● **Challenges**:
1. List every method named in the first column of the table under the heading "2. Role of Each Training Type" in the fine-tuning guide.
2. Pick up the fine-tuning guide after its last line, "# Step 2: DPO (based on SFT checkpoint)", and continue writing it from that point.

-- START Document excerpt --

2. Role of Each Training Type

Training Type	Input Data	Learning Objective	Analogy
SFT	prompt + response pairs	Learn the pattern "answer like this for this kind of question"	Studying from a textbook
DPO	prompt + chosen/rejected pairs	Increase preference probability for good responses (relative to reference model)	Teacher says "this one is better"
ORPO	prompt + chosen/rejected pairs	SFT + preference learning in one pass (no reference needed)	Studying while getting feedback simultaneously
RM	prompt + chosen/rejected pairs	Predict response quality score (scalar reward)	Training a judge
PPO	prompt + RM scores	Learn a generation strategy that earns high rewards (3 models: policy + RM + reference)	Practicing repeatedly with judge feedback

DPO vs ORPO: Preference Learning Selection Guide

DPO and ORPO are both preference learning methods but are structurally different:

Item	DPO	ORPO
Reference model	Required (adapter disable)	Not required
Forward passes	2 (policy + reference)	1
GPU memory	High (2x forward)	Low (1x forward)
Loss structure	Preference loss only	SFT + preference combined
Handoff compatibility	Incompatible (LoRA frozen -> loss fixed)	Compatible
MoE Phase 0	reward=0 (normal, when LoRA frozen)	sft_loss remains effective

Recommendation: For single GPU + MoE combinations, ORPO is the practical alternative. Choose DPO when you have sufficient GPU memory and are not using Handoff.

3. Recommended Training Order

Path A: SFT -> DPO (Most Common)

SFT (5,000 steps) → DPO (1,500 steps) → Deploy

Step	Purpose	Advantage
SFT	Instruction-following foundation	Model learns how to answer questions
DPO	Preference alignment	Prefers good responses relative to reference model (SFT). No separate RM needed

Advantages: The simplest 2-stage pipeline. Direct preference optimization without RM training.

# Step 1: SFT
eulerforge train --preset configs/presets/qwen3.5_0.8b_dense_lora_sft.yml \
    --set data.format=raw --set data.task=sft \
    --set data.path=data/sft_10k_raw.jsonl \
    --output-dir ./outputs/pipeline/dense_lora_sft 

# Step 2: DPO (based on SFT checkpoint)

-- END Document excerpt --
-- START Listing --

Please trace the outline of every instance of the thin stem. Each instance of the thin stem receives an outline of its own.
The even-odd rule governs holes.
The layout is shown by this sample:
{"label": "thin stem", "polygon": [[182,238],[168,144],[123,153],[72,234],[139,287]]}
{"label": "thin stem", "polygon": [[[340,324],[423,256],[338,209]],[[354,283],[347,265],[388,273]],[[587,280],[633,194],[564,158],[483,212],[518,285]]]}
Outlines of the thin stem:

-- END Listing --

● **Results of the tasks**:
1. SFT, DPO, ORPO, RM, PPO

2.
eulerforge train --preset configs/presets/qwen3.5_0.8b_moe_expert_lora_dpo.yml \
    --set model_name=outputs/run_YYYYMMDD_HHMMSS/final \
    --set data.format=raw --set data.task=prompted_preference \
    --set data.path=data/dpo_10k_raw.jsonl

Path B: SFT -> ORPO (Practical Alternative to DPO -- Recommended)

SFT (5,000 steps) → ORPO (2,000 steps) → Deploy

Step	Purpose	Advantage
SFT	Instruction-following foundation
ORPO	Combined SFT + preference	No reference model needed. More memory-efficient than DPO

Advantages: More memory-efficient than DPO -- 1 forward pass instead of 2 (policy + reference). ORPO's odds-ratio approach enables preference learning without a reference model.

# Step 1: SFT (same)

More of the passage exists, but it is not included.